◆ GIVEN PASSAGE:
»»
It's a storyline about political intrigue and corruption, of ghosts and paranoia, and the arc I present here is one that starts in a political rally and ends right in the Batcave itself. Even from the issues here, I can already tell this this was a sprawling tale compared to the tightness of Englehart's Strange Apparitions, from which it cribs extensively to the point of plagiarism at times, as you might be able to tell right away:






But for all that, it's still an intriguing Batman epic, one which has been lost in the shuffle of fan memory between O'Neill/Adams and Miller. If any of you have read the whole run, do chime in and let me know how it stands in your memory. And for those who haven't, let's take a look at subplot which most concerns the theme of these posts...





Note: these scans are from Batman #346, 354, 355, 356, and Detective Comics #510, 513, 518, and 520.







Batman's feeling about Hill show you right away that even the World's Greatest Detective can be damn wrong sometimes. Not to spoil you right away, but it's an interesting reminder of how human and fallible he used to be.

What grabs his attention is the last panel a store owner calling for help as a robber makes off with the cash, taking advantage of the rally's noise to slip away unnoticed. When Batman swings in and wallops the robber, reporters mistakenly assume he's breaking up the rally, and even question if that sniveling weasel Reeves is right!





Indeed, Reeves does make another mistake, and loses the election to Hill, who immediately carries out his campaign promise:





I wish I had the issue where Peter Pauling was introduced, so that we could have the appropriate "GASP!" reaction, but we can surmise that this is bad news all around.

So, Rupert Thorne is back after his mental breakdown at the end of Strange Apparitions! He seems to be in tip top shape too, able to maneuver his way back into Gotham's political world, now more powerful than before! With Gordon out and Pauling in place, things look even more grim for Gotham once Batman went missing for a week (later revealed to have been kidnapped by Two-Face and his one-time HenchGirlfriend).
««
◆ THINGS TO DO:
• a. Decide whether each statement agrees with the Batman post, answering yes or no and quoting the deciding words. (i) The arc begins at a political rally and ends in the Batcave. (ii) Reeves wins the election. (iii) Batman went missing for a month.
• b. Rewrite the paragraph of the Batman post beginning "What grabs his attention" in fewer words, keeping its main facts.
• c. Write out everything in the Batman post from "Batman's feeling about" down to "Reeves is right!", word for word.
The material that follows has no connection to the Batman post.

◆ LISTED ENTRIES:
»»
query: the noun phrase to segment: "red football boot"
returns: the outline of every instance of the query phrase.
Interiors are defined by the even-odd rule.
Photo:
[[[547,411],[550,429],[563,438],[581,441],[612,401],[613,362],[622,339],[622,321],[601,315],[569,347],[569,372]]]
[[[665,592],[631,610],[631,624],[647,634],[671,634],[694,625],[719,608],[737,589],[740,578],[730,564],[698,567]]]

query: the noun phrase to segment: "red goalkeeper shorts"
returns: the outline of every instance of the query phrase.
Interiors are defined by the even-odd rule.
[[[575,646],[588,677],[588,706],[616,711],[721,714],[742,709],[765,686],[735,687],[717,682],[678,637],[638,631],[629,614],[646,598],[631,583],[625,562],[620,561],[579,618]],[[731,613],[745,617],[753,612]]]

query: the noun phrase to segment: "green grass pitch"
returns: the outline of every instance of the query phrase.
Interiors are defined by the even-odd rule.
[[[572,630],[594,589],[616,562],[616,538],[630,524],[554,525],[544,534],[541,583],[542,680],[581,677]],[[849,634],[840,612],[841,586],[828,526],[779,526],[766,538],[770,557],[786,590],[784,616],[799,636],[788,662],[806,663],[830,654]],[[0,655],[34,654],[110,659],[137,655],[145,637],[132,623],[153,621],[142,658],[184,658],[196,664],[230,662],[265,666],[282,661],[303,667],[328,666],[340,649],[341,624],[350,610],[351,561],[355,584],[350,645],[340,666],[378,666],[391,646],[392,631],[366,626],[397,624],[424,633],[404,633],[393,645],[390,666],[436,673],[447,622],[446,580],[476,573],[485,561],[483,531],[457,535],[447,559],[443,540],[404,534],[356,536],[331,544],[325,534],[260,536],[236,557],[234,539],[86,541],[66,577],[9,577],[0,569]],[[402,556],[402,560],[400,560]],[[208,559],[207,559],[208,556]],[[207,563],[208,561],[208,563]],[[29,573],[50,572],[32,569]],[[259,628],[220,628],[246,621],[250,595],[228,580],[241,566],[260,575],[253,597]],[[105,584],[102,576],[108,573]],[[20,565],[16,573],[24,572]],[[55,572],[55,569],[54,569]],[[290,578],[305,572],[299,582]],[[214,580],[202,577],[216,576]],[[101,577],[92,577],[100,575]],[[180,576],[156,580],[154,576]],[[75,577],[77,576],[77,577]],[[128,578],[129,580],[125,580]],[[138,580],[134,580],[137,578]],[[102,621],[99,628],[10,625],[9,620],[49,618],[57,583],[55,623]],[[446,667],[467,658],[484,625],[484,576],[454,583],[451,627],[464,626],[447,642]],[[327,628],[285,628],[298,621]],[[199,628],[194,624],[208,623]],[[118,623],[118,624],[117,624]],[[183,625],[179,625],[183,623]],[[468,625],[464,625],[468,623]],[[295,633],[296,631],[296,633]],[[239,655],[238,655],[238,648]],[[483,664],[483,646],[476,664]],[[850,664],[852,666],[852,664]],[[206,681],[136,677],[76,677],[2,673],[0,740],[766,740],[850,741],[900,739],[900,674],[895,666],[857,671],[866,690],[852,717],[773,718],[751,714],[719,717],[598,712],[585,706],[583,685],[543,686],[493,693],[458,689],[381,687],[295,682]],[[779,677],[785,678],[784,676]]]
««
◆ ANSWERS IN ORDER:
• a.
(i) Yes: "one that starts in a political rally and ends right in the Batcave itself"
(ii) No: "loses the election to Hill"
(iii) No: "once Batman went missing for a week"

• b. A store owner calls for help as a robber uses the noise of the rally to escape with the cash. Batman swings in and hits the robber. Reporters wrongly think he is breaking up the rally and wonder whether Reeves is right.

• c.
Batman's feeling about Hill show you right away that even the World's Greatest Detective can be damn wrong sometimes. Not to spoil you right away, but it's an interesting reminder of how human and fallible he used to be.

What grabs his attention is the last panel a store owner calling for help as a robber makes off with the cash, taking advantage of the rally's noise to slip away unnoticed. When Batman swings in and wallops the robber, reporters mistakenly assume he's breaking up the rally, and even question if that sniveling weasel Reeves is right!